■ 課題:
後に続く鉄不足についての文章では、鉄不足がとりわけ目立つのはどんな人たちだとされていますか？すべて挙げてください。

■ 分析用の文章:
うつと間違われやすい「鉄」不足
若い女性の4割近くが鉄不足
わが国でも男女が社会で平等にはたらくようになった。それにともない、残業や出張に、女性もオトコ並にコキ使われる。そして、より美しくなろうとジョギングに汗を流したり、ダイエットにと忙しい日々を送る女性たち。そんな凛々しい彼女たちを襲うのが、冷えや倦怠感、不機嫌である。そんな彼女たちが不足しやすいのが、「鉄」だ。
鉄は、わたしたちが健康に生きていくのに欠かせない微量栄養素の代表格である。血液が赤いのは、赤血球の成分であるヘモグロビンというタンパク質が赤いせいだが、ヘモグロビンには、酸素の運搬と二酸化炭素の回収といった2つの役割がある。
ヘモグロビンは全身をめぐりながら、肺で捕らた酸素を末端の細胞に届けると同時に、細胞が栄養素を酸素で燃やしエネルギーをつくる際に発生した二酸化炭素を捕らえて、肺に持ち帰る。この二酸化炭素は呼気として口から外に吐き出される。
赤血球。赤血球の中心にある鉄が、必要に応じて、酸素を捕え、放出する。
さらに、細胞の電力会社ミトコンドリアで「エネルギー通貨ATP」を生産する酵素や、細胞内で遺伝子DNA(デオキシリボ核酸)を合成する酵素は鉄があってはじめてはたらくのだ。つまり、鉄はこれらの酵素の補因子となっている。
鉄は解毒でも大活躍している。肝臓は、外から体に入ってきた毒物を酸素で酸化し、尿や糞といっしょに排泄する。こうして人体を守っている。この大役を担うのが、肝臓にある「P-450」という酵素だ。このP-450もまた鉄を補因子とする。このようにわたしたちが健康に生きるのに、鉄は欠かせない。
だが実際は、鉄不足に悩む人は世界でもっとも多いのが実情だ。とりわけ鉄不足が目立つのは、2歳以下の赤ちゃんと十代の少女、妊婦、高齢の女性たちである。
アメリカでの調査では、若くて健康に見える女性の35~58パーセントが鉄不足におちいっている。そして日本では、若い女性の4割近くが鉄不足の状態にあるという調査結果が出ている。

■ 提供データ:
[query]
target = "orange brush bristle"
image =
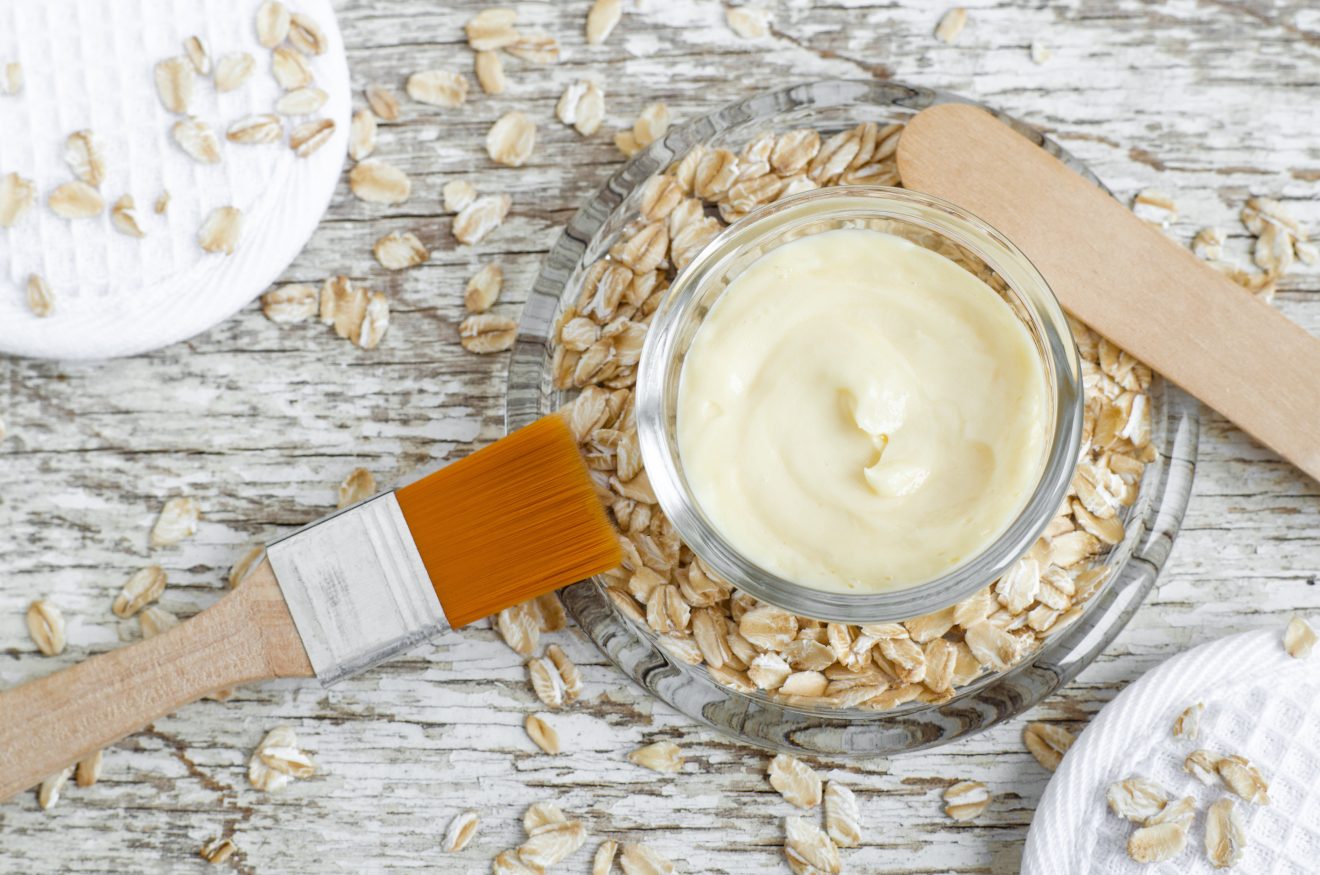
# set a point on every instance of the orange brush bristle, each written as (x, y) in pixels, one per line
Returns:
(511, 521)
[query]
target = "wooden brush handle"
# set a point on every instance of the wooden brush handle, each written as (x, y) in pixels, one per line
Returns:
(53, 722)
(1126, 279)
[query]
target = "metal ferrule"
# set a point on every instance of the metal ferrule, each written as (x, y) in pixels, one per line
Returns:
(357, 587)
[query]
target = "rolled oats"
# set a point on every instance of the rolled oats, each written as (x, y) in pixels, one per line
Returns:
(966, 800)
(400, 251)
(46, 627)
(221, 230)
(511, 139)
(143, 587)
(461, 832)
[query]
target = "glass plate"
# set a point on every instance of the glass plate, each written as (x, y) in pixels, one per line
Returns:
(1153, 521)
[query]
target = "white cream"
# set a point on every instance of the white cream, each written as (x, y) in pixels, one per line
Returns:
(858, 413)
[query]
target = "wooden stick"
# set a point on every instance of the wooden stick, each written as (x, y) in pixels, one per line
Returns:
(53, 722)
(1126, 279)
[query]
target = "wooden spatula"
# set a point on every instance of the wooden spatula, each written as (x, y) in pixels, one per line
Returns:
(1125, 277)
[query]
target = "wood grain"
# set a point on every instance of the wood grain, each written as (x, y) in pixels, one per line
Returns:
(1211, 100)
(1126, 279)
(58, 719)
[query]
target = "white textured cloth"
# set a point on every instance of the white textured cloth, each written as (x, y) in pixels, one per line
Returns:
(90, 65)
(1259, 702)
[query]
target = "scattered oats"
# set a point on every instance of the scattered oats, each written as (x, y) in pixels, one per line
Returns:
(458, 194)
(539, 814)
(399, 251)
(602, 19)
(256, 129)
(487, 333)
(16, 197)
(87, 771)
(272, 24)
(461, 832)
(379, 182)
(1047, 742)
(541, 733)
(143, 587)
(85, 157)
(1156, 843)
(41, 300)
(808, 845)
(481, 217)
(221, 231)
(49, 791)
(1188, 723)
(197, 56)
(536, 48)
(174, 81)
(602, 863)
(277, 760)
(582, 106)
(1225, 834)
(795, 780)
(293, 302)
(1299, 639)
(11, 81)
(153, 620)
(306, 34)
(547, 682)
(651, 124)
(75, 201)
(490, 71)
(552, 843)
(749, 23)
(1154, 206)
(301, 100)
(438, 87)
(232, 70)
(357, 486)
(842, 817)
(197, 139)
(383, 102)
(1135, 799)
(309, 136)
(123, 217)
(510, 141)
(642, 859)
(291, 69)
(966, 800)
(491, 29)
(661, 756)
(247, 562)
(218, 850)
(483, 288)
(951, 25)
(1244, 779)
(46, 627)
(520, 628)
(1208, 244)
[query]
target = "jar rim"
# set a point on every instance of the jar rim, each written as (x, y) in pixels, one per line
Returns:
(659, 370)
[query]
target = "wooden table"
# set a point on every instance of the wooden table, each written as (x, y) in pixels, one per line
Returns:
(1212, 100)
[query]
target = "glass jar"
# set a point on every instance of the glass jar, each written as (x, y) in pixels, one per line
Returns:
(933, 225)
(1151, 521)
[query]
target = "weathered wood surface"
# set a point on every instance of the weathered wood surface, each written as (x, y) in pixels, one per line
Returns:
(1212, 100)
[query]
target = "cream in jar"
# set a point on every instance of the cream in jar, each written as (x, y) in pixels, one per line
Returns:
(858, 413)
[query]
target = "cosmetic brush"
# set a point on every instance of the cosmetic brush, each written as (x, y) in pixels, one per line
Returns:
(508, 523)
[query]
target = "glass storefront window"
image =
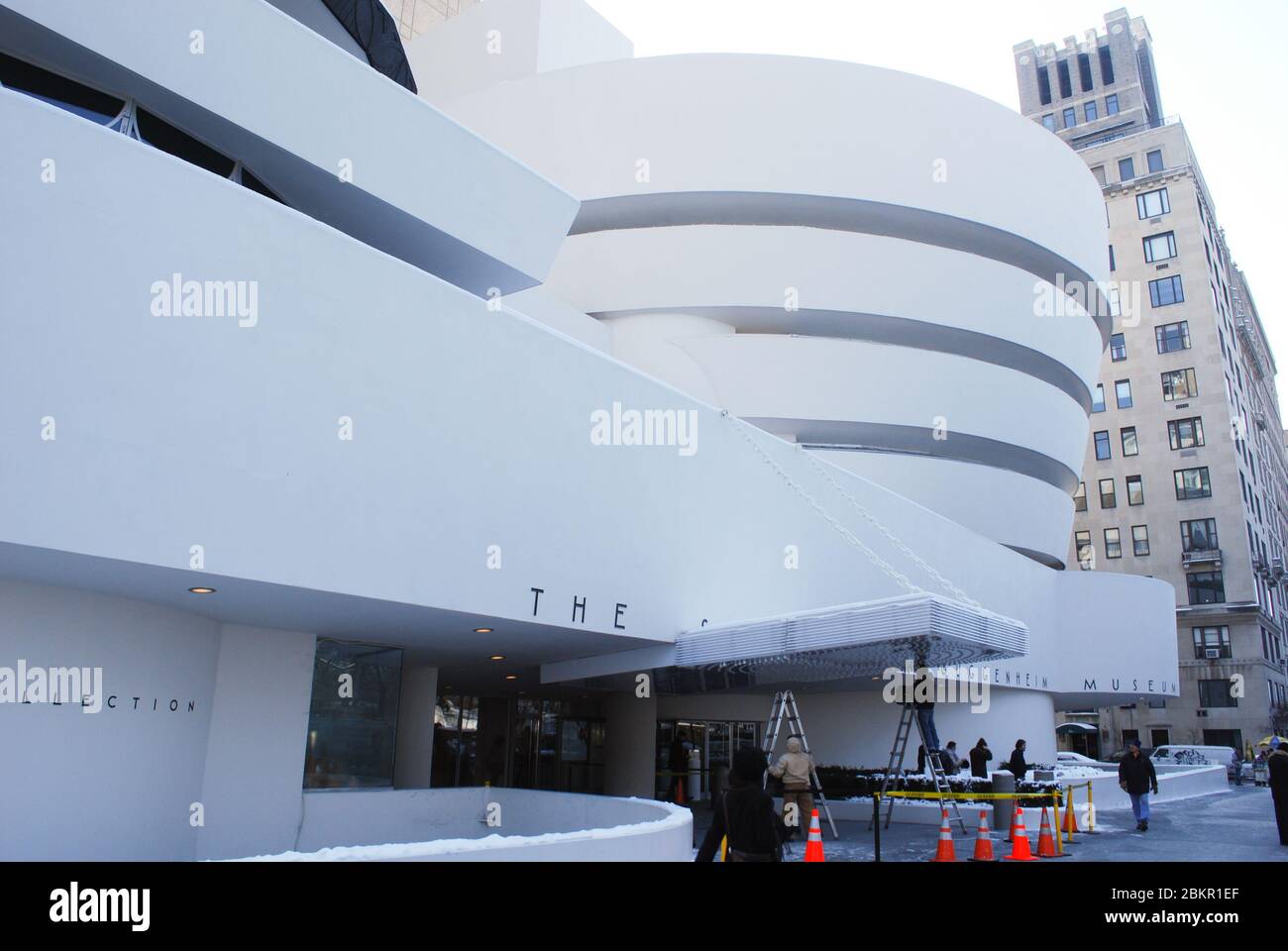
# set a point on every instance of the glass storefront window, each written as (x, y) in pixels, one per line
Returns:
(353, 715)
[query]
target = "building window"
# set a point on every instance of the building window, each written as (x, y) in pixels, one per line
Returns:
(1216, 693)
(1108, 497)
(1193, 483)
(1185, 433)
(1159, 247)
(1134, 489)
(1199, 535)
(351, 739)
(1107, 67)
(1153, 204)
(1180, 384)
(1113, 544)
(1083, 551)
(1166, 291)
(1211, 643)
(1172, 337)
(1065, 82)
(1206, 587)
(1140, 540)
(1085, 71)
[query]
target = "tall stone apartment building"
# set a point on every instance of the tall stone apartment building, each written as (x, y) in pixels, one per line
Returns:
(1185, 475)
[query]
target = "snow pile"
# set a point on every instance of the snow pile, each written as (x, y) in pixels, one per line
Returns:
(1078, 772)
(677, 816)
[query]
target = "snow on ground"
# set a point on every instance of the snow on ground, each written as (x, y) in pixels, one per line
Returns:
(678, 816)
(1236, 825)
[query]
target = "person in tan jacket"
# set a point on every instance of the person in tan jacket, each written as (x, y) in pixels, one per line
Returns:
(794, 768)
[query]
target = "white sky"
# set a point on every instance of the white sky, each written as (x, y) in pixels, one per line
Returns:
(1222, 67)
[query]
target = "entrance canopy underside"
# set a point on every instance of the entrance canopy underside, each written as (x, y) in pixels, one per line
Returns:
(854, 641)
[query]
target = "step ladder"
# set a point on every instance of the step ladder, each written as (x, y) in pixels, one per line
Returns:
(785, 705)
(896, 767)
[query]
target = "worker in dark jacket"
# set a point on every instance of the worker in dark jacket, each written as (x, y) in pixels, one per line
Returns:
(1017, 763)
(979, 758)
(1137, 778)
(746, 814)
(1278, 766)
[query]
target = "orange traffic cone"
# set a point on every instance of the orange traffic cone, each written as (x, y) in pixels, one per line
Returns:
(1046, 843)
(814, 847)
(983, 840)
(945, 852)
(1020, 840)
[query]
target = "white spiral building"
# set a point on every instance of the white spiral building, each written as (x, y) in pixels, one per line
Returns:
(308, 375)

■ この課題の解答:
・2歳以下の赤ちゃん
・十代の少女
・妊婦
・高齢の女性たち